> _BRIEF_: Only the lines from the one that contains "768L509 791H521L542 771V750L500" through the last line of the records should appear, each printed exactly as it is.

> _INFORMATION GIVEN_:
*** Block opens ***

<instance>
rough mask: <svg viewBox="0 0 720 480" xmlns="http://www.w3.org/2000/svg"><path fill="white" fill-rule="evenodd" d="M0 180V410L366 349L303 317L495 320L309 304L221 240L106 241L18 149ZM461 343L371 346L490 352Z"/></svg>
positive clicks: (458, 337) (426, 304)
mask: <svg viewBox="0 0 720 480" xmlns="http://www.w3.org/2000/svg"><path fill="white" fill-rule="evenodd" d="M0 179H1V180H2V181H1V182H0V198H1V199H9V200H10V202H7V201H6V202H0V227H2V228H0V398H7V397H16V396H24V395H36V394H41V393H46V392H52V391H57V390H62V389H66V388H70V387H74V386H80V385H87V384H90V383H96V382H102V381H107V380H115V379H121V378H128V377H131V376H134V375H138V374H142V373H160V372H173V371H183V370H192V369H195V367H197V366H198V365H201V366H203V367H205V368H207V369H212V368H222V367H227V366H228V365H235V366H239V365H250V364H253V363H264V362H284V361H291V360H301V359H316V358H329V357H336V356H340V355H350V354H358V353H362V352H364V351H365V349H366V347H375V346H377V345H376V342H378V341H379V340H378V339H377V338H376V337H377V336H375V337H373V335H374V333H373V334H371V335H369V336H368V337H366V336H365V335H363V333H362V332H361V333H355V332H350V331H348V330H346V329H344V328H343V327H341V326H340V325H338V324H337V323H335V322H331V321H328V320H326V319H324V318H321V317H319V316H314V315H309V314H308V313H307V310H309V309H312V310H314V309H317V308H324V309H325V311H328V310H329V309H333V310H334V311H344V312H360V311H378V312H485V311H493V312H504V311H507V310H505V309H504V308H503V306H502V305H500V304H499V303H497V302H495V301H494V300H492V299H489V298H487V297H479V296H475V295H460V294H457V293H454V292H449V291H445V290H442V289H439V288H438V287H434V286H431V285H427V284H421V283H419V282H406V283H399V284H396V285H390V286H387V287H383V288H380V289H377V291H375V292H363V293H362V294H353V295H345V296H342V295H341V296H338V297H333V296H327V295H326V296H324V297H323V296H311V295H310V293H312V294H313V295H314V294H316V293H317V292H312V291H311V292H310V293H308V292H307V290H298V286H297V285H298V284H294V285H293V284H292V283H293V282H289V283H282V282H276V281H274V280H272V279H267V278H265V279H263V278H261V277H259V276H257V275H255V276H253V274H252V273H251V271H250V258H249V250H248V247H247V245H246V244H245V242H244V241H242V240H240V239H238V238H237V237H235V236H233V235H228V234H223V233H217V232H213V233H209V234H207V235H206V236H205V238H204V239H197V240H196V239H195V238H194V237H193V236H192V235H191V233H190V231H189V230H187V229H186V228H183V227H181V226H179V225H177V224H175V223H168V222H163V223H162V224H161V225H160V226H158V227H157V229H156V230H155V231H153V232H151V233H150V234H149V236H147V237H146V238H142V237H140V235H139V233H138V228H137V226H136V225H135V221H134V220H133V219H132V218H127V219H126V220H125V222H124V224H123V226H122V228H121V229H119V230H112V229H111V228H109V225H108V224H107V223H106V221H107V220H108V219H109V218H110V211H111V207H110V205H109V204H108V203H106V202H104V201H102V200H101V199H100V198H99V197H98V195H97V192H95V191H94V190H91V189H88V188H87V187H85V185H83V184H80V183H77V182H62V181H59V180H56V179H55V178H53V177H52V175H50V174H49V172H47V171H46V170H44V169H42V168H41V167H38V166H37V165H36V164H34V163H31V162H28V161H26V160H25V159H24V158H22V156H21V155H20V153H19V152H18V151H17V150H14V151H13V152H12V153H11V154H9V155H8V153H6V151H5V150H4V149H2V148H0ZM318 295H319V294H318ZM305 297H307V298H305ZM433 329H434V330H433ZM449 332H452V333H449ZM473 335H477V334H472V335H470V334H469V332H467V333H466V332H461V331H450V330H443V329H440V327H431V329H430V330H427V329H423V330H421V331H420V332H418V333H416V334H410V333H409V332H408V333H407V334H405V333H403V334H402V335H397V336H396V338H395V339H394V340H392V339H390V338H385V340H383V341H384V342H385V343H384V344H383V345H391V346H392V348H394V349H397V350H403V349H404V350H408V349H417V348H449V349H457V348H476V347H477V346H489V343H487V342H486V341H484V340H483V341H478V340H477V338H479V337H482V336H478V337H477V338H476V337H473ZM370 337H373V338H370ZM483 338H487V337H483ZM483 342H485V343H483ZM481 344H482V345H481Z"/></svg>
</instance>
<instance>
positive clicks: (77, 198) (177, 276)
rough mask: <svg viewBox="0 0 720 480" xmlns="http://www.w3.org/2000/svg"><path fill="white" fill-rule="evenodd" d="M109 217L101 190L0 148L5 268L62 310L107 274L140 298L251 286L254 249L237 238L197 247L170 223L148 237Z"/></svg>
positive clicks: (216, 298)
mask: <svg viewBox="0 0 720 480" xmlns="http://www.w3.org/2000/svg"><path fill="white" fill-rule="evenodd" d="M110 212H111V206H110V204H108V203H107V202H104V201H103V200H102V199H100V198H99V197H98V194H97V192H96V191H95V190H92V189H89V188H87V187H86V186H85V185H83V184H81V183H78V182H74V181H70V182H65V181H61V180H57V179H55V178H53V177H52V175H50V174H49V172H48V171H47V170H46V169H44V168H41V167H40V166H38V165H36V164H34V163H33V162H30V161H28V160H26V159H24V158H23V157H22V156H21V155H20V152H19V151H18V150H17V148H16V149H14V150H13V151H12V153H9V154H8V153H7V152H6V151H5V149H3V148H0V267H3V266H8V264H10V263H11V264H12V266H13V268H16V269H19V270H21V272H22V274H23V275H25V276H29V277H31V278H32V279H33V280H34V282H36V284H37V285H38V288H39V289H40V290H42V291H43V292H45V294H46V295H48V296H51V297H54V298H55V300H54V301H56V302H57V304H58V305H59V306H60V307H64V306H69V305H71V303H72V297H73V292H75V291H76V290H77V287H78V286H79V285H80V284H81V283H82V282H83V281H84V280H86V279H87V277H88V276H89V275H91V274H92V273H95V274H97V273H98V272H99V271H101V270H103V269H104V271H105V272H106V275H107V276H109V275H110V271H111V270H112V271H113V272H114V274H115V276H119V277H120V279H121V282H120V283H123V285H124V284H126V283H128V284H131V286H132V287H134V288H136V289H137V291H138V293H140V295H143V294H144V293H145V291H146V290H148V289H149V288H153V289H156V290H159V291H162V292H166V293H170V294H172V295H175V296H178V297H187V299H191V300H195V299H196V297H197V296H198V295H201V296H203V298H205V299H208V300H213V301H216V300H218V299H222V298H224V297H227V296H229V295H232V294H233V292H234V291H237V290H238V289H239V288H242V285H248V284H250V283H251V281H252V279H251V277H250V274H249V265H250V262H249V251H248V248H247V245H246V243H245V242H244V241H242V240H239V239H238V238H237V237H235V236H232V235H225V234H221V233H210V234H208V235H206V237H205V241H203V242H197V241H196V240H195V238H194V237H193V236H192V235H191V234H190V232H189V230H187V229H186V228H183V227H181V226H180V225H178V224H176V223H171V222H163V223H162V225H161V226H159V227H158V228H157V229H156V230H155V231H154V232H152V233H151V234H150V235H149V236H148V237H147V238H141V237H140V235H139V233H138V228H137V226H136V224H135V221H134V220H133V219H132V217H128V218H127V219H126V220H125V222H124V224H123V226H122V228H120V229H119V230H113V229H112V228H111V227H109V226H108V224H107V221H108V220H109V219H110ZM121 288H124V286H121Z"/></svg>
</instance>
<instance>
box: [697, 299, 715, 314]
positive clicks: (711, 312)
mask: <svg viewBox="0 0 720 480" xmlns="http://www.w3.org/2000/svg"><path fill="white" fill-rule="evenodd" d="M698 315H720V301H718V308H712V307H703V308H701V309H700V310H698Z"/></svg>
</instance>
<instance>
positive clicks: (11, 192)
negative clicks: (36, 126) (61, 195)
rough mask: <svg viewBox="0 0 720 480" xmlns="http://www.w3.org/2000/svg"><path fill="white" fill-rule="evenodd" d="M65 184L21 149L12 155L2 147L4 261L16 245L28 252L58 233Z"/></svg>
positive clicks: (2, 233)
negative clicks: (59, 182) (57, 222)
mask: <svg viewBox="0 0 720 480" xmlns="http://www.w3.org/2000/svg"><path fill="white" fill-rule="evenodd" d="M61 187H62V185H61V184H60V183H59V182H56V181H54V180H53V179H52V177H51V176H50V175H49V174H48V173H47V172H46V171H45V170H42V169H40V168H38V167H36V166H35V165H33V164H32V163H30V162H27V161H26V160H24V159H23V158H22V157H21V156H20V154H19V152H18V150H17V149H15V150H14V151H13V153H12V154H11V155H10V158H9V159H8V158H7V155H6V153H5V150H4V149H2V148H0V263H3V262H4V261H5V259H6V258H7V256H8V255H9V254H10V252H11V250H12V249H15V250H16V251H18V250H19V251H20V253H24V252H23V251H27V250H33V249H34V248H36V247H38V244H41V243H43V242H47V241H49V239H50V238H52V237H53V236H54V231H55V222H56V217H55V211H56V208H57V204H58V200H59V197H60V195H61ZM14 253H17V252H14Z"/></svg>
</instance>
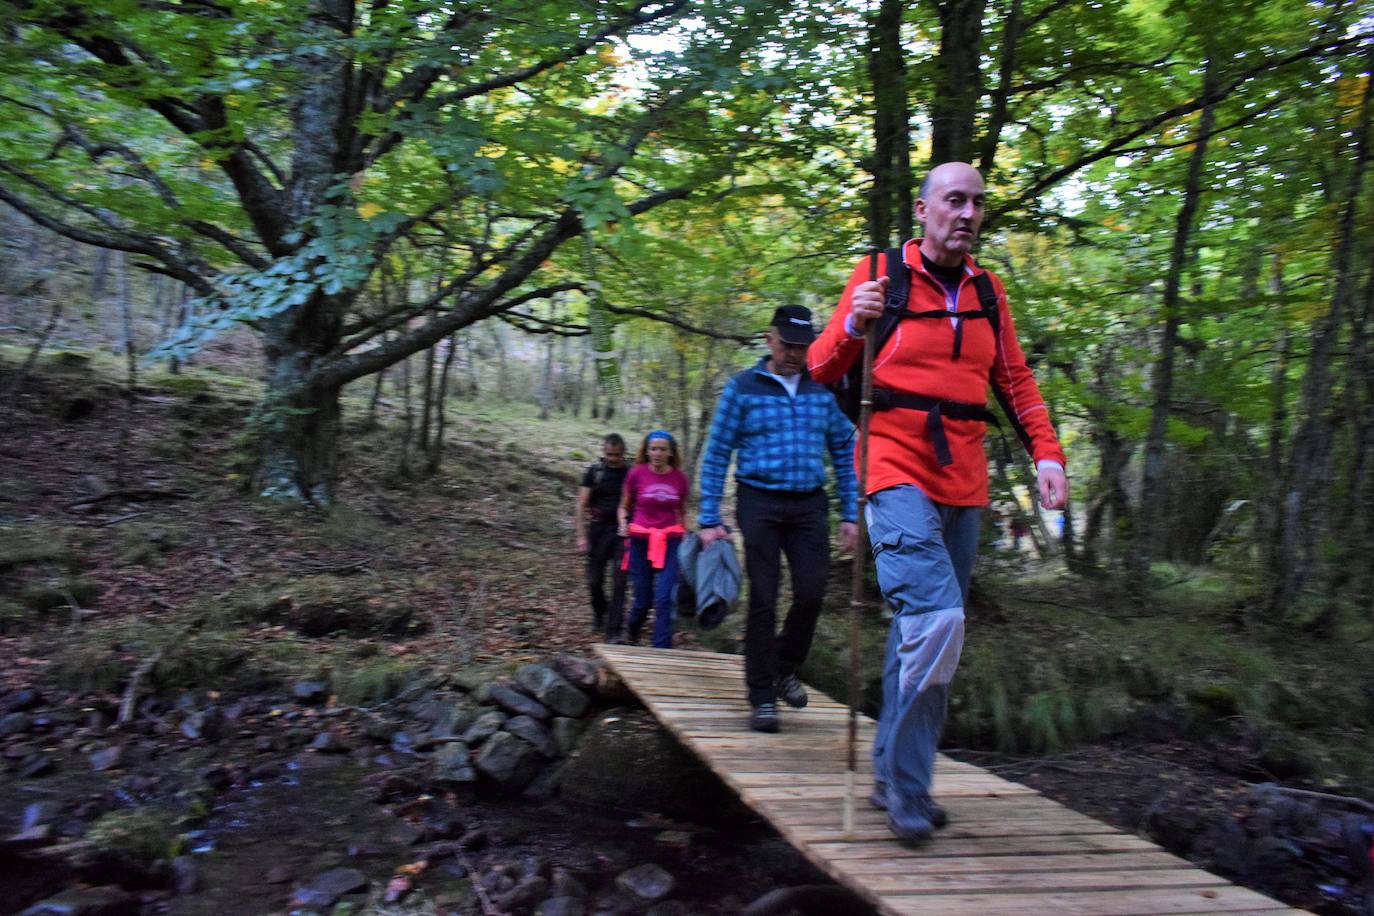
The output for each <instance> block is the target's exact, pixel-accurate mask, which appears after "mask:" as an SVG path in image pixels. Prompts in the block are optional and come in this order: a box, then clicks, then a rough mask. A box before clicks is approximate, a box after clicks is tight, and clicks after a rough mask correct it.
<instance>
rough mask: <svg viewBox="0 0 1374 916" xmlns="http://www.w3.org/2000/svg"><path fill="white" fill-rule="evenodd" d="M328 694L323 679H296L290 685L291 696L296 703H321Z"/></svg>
mask: <svg viewBox="0 0 1374 916" xmlns="http://www.w3.org/2000/svg"><path fill="white" fill-rule="evenodd" d="M328 695H330V685H328V684H326V683H324V681H297V683H295V684H293V685H291V696H293V698H294V699H295V702H298V703H323V702H324V700H326V699H327V698H328Z"/></svg>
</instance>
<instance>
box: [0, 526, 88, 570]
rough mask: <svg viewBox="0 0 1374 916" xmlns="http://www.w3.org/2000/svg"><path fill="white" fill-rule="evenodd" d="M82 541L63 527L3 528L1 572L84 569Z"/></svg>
mask: <svg viewBox="0 0 1374 916" xmlns="http://www.w3.org/2000/svg"><path fill="white" fill-rule="evenodd" d="M78 541H80V538H78V537H77V536H76V533H73V531H71V529H66V527H59V526H51V525H26V526H15V527H0V571H4V570H12V569H18V567H21V566H48V567H59V569H65V570H74V569H78V567H80V566H81V551H80V549H78V547H77V542H78Z"/></svg>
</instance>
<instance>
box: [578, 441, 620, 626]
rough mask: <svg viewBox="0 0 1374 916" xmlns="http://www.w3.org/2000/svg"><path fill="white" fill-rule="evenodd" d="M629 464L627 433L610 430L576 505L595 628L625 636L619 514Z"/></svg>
mask: <svg viewBox="0 0 1374 916" xmlns="http://www.w3.org/2000/svg"><path fill="white" fill-rule="evenodd" d="M627 474H629V466H628V464H625V439H622V438H621V437H620V434H618V433H611V434H610V435H607V437H606V438H605V439H603V441H602V457H600V460H599V461H596V463H594V464H591V466H589V467H588V468H587V472H585V474H583V485H581V486H578V488H577V505H576V509H574V515H576V520H574V523H573V525H574V527H576V529H577V552H578V553H585V555H587V588H588V591H591V596H592V629H594V630H596V632H598V633H605V634H606V637H607V639H614V637H617V636H620V632H621V628H622V626H624V615H625V570H624V569H622V564H621V553H622V551H624V547H625V541H624V538H621V537H620V525H618V522H617V520H616V508H617V507H618V505H620V492H621V489H622V488H624V485H625V475H627ZM607 566H610V577H611V596H610V604H607V603H606V567H607Z"/></svg>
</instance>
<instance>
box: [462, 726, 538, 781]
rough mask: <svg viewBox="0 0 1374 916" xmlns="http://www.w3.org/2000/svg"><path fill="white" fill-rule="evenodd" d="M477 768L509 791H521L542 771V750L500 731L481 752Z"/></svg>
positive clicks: (497, 733)
mask: <svg viewBox="0 0 1374 916" xmlns="http://www.w3.org/2000/svg"><path fill="white" fill-rule="evenodd" d="M477 769H478V772H481V773H482V775H484V776H486V777H488V779H491V780H492V781H493V783H496V784H497V786H500V787H502V788H506V790H519V788H523V787H525V786H528V784H529V781H530V780H532V779H534V775H536V773H537V772H539V751H536V750H534V748H533V747H532V746H530V744H529V743H528V742H523V740H521V739H518V737H515V736H514V735H511V733H510V732H496V733H495V735H492V736H491V737H489V739H486V743H485V744H482V748H481V750H480V751H478V753H477Z"/></svg>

*** Block closes ***

> _RESPONSE TO THE TASK_:
rough mask: <svg viewBox="0 0 1374 916" xmlns="http://www.w3.org/2000/svg"><path fill="white" fill-rule="evenodd" d="M477 768L509 791H521L542 771V750L500 731L481 752Z"/></svg>
positive clicks: (497, 733)
mask: <svg viewBox="0 0 1374 916" xmlns="http://www.w3.org/2000/svg"><path fill="white" fill-rule="evenodd" d="M477 769H478V772H481V773H482V775H484V776H486V777H488V779H491V780H492V781H493V783H496V784H497V786H500V787H502V788H506V790H519V788H523V787H525V786H528V784H529V781H530V780H532V779H534V775H536V773H537V772H539V751H536V750H534V748H533V747H532V746H530V744H529V743H528V742H523V740H521V739H518V737H515V736H514V735H511V733H510V732H496V733H495V735H492V736H491V737H489V739H486V743H485V744H482V748H481V750H480V751H478V753H477Z"/></svg>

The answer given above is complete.